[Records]
+++
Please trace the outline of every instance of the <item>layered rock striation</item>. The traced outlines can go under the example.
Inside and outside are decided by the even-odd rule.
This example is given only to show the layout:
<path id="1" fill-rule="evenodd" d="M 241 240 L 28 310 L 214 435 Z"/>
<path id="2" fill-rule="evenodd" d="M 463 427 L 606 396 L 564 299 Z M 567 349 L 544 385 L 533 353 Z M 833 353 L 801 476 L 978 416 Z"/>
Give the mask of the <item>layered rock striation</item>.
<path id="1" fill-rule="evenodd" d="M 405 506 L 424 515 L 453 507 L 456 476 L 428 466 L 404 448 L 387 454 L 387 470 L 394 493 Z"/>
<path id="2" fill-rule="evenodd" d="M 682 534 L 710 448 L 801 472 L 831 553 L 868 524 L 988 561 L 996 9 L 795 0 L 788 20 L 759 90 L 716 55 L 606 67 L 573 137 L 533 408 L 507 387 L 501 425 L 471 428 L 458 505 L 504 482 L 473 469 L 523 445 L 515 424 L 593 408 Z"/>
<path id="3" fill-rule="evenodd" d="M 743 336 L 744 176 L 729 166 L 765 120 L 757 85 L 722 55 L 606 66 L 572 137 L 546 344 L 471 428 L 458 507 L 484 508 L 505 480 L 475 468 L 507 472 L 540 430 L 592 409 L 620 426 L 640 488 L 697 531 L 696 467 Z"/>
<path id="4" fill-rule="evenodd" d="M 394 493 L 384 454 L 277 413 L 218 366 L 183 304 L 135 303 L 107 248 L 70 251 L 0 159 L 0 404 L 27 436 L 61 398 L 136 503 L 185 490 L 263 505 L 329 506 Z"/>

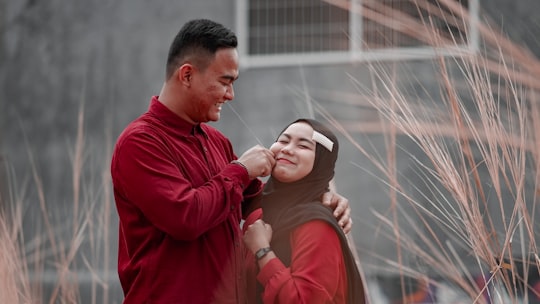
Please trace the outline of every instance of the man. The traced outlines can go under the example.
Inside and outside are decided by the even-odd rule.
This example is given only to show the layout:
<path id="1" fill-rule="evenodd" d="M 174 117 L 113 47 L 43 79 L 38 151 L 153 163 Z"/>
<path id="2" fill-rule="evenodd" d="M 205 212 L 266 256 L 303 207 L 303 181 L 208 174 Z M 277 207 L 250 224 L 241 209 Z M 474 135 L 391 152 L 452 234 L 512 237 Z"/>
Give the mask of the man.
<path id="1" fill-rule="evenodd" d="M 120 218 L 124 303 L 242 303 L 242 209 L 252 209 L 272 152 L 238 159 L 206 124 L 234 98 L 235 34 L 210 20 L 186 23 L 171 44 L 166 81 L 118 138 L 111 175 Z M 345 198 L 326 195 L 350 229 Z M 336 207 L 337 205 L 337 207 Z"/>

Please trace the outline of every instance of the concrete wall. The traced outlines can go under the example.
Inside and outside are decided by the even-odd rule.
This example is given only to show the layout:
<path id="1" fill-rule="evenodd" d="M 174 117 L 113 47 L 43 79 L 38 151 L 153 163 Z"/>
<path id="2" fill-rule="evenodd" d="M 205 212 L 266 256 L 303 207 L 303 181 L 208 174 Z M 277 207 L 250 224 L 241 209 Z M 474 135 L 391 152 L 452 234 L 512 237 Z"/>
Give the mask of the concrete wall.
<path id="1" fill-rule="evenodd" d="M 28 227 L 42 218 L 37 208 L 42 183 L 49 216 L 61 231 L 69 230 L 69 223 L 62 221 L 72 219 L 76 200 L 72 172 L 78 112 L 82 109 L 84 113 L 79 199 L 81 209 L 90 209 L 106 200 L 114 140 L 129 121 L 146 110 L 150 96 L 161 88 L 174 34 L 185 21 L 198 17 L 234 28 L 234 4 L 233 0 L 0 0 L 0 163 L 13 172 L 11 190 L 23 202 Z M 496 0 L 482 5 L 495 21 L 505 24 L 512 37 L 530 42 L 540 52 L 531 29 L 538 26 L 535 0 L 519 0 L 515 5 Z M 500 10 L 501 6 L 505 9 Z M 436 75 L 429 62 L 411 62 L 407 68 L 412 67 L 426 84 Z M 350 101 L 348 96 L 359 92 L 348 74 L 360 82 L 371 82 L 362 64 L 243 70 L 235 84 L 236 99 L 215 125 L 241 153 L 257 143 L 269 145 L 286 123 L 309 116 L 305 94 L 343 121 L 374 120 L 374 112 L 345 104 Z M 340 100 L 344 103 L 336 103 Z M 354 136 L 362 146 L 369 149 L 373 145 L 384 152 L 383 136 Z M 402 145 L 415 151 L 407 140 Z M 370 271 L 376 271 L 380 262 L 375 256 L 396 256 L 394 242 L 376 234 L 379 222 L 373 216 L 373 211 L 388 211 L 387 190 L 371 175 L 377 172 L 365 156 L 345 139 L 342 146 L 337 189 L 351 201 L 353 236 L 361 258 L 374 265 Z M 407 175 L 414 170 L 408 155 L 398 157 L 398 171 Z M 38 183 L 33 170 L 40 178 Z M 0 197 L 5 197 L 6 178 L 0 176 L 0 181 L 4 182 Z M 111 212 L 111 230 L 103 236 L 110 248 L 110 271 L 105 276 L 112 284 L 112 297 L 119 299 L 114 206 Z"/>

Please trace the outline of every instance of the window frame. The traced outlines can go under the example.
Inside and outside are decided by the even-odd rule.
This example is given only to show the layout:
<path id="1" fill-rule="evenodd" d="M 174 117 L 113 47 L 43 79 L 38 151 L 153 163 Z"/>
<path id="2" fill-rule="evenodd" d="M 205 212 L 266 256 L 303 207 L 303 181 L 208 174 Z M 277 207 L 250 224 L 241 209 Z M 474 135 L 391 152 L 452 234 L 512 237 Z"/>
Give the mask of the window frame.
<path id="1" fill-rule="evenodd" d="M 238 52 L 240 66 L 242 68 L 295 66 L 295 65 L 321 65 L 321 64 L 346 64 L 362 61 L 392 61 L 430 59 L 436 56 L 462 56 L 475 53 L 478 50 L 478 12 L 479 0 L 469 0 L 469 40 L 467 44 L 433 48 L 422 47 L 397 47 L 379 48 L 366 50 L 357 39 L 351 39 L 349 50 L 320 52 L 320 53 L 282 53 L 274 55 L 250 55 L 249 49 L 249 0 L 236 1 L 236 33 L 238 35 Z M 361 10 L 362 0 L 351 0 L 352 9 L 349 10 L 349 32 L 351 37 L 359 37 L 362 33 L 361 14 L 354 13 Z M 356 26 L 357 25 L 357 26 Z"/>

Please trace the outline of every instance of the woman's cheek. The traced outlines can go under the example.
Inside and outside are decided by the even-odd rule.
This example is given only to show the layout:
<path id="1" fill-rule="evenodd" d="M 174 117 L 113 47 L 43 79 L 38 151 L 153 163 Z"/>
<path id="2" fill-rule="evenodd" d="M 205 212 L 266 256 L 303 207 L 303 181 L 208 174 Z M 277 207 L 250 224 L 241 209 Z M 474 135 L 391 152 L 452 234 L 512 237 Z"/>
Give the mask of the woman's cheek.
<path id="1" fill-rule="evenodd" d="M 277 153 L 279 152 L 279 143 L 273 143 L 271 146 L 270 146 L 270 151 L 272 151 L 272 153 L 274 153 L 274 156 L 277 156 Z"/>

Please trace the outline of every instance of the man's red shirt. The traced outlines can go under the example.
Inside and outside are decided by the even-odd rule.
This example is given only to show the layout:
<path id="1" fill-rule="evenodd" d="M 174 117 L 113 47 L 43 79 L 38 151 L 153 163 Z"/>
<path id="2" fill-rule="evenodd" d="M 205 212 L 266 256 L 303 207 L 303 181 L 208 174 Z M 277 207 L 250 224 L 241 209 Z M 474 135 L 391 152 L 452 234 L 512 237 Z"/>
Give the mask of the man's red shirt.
+++
● Request: Pick out and copy every line of the entries above that contains the word "striation".

● Answer to this problem:
Please trace the outline of every instance of the <item>layered rock striation</item>. The traced outlines can go under the example.
Give the mask of the <item>layered rock striation</item>.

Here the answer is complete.